■ ESTRATTO DELLA PAGINA
<<<<
Il campione preso in esame rappresenta una popolazione specializzata (infermieri di endocrinologia e diabetologia) prevalentemente femminile. Da studi precedenti sembrerebbe che le donne presentino punteggi di empatia significativamente più alti rispetto agli uomini in funzione a diversi fattori, per esempio culturali, familiari, professionali, personali, eccetera (Hojat M, et al., 2002; Crandall S, et al., 2009).
La popolazione osservata è per lo più specializzata con un’importante esperienza sul campo e una parallela e consistente formazione certificativa acquisita nel tempo (il 58% degli infermieri ha svolto percorsi di formazione post base). La partecipazione a percorsi di studio inerenti l’assistenza a pazienti cronici può avere influito sull’acquisizione di alcune importanti competenze relazionali che spesso vengono rilevate come abilità innate dell’individuo.
Sembra che il livello di empatia non sia strettamente correlato a una positiva strategia di coping; pertanto non è automatico che a una risposta empatica si associ un’adeguata strategia di coping. Lavorare sul concetto di sé è un aspetto cardine per poter affrontare maggiori ostacoli e rispondere in maniera più adeguata a un bisogno. Gli eventi stressanti che portano a una rivisitazione di sé sono molteplici e tra questi parrebbe, dai risultati emersi, che le difficoltà che si incontrano nella vita personale (per esempio nell’ambito delle relazioni) possano fortificare le proprie capacità di affrontare situazioni stressanti (coping), seppure non ci siano studi a conferma o negazione di questa ipotesi.
Data la limitata numerosità del campione e la sua natura non probabilistica, i dati devono essere interpretati con cautela e sono scarsamente generalizzabili.

CONCLUSIONI
L’infermiere ha un ruolo chiave nella relazione con l’assistito pertanto esplorarla nelle sue dimensioni aiuta a comprenderne le potenzialità e i limiti e su questi progettare futuri interventi formativi specifici e mirati. Sensibilizzare i professionisti su questi temi sembra essere una strategia efficace per migliorare gli esiti assistenziali e la qualità delle cure (Haque OS, et al., 2012).
Questo studio ha esplorato la presenza di due competenze cardine dell’assistenza infermieristica, quali l’empatia e il coping, e rappresenta una delle poche esperienze nazionali di carattere osservazionale nell’ambito della cronicità. La gran parte degli studi su queste tematiche sono svolti per lo più in paesi anglosassoni, come si evince anche dalle linee guida emanate dalla Registered Nurses’ Association of Ontario (RNAO) inerenti alle relazioni terapeutiche nell’assistenza infermieristica (RNAO, 2002). A causa della complessità dell’argomento, delle diverse interpretazione attribuibili ai risultati e dei pochi strumenti di indagine oggettivi che possano fotografare le competenze relazionali, fino a oggi sono stati condotti pochi studi che descrivono tale fenomeno. Sono necessari ulteriori studi, su campioni più numerosi ed eventualmente anche in popolazioni differenti, per confermare i risultati di questo studio e per approfondirne le valutazioni.
>>>>
■ ATTIVITÀ
1. Nell'estratto sullo studio su empatia e coping, che percentuale di infermieri ha svolto percorsi di formazione post base?
2. Cita parola per parola il passo dell'estratto che comincia con "Data la limitata" e prosegue fino a "sono scarsamente generalizzabili.".
3. Elenca tutti i riferimenti bibliografici indicati tra parentesi nell'estratto.
Le righe qui sotto vengono da un'altra fonte.

(Voci salvate)
<<<<
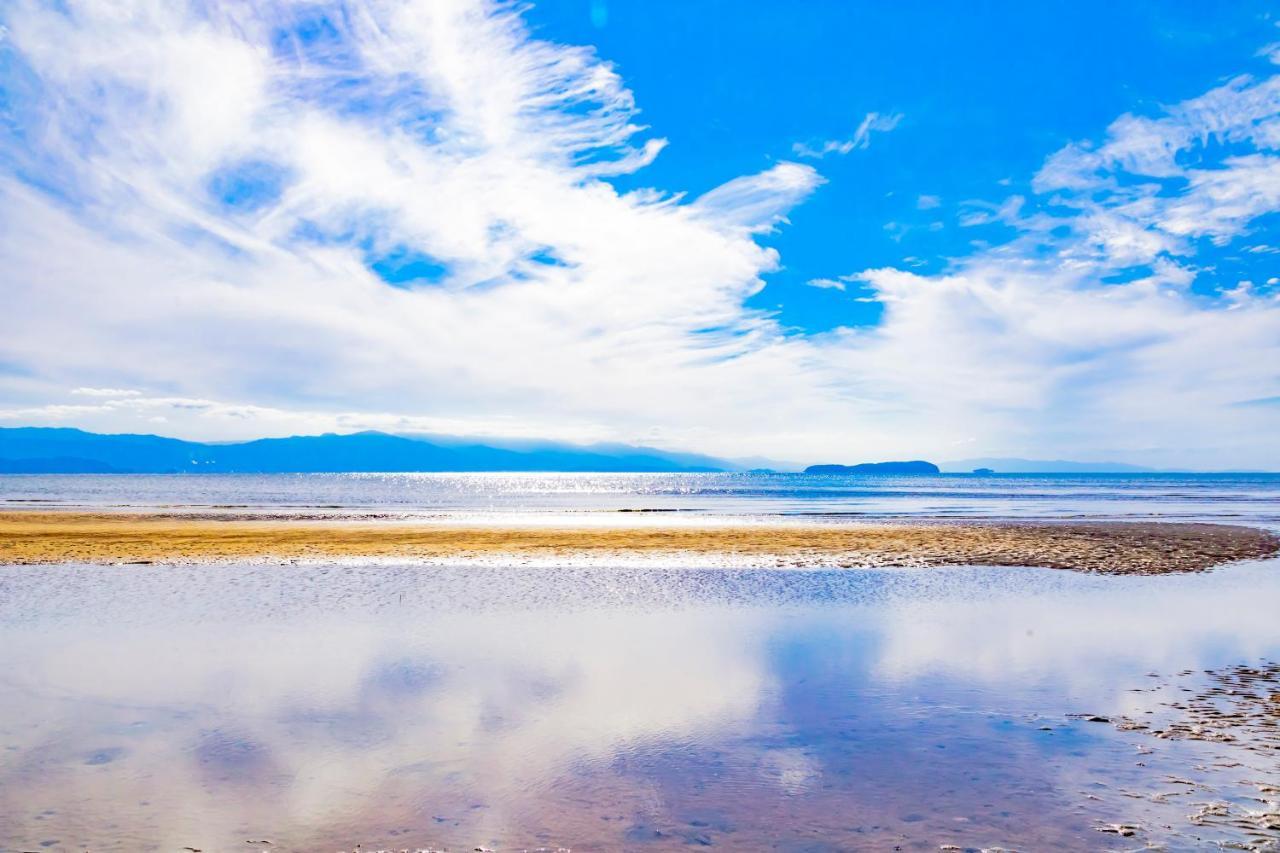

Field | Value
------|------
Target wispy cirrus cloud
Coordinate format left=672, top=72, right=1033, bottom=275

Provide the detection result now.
left=0, top=0, right=1280, bottom=466
left=791, top=113, right=902, bottom=159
>>>>
■ SOLUZIONI
1. Il 58%.

2.
Data la limitata numerosità del campione e la sua natura non probabilistica, i dati devono essere interpretati con cautela e sono scarsamente generalizzabili.

3. Hojat M, et al., 2002; Crandall S, et al., 2009; Haque OS, et al., 2012; RNAO, 2002.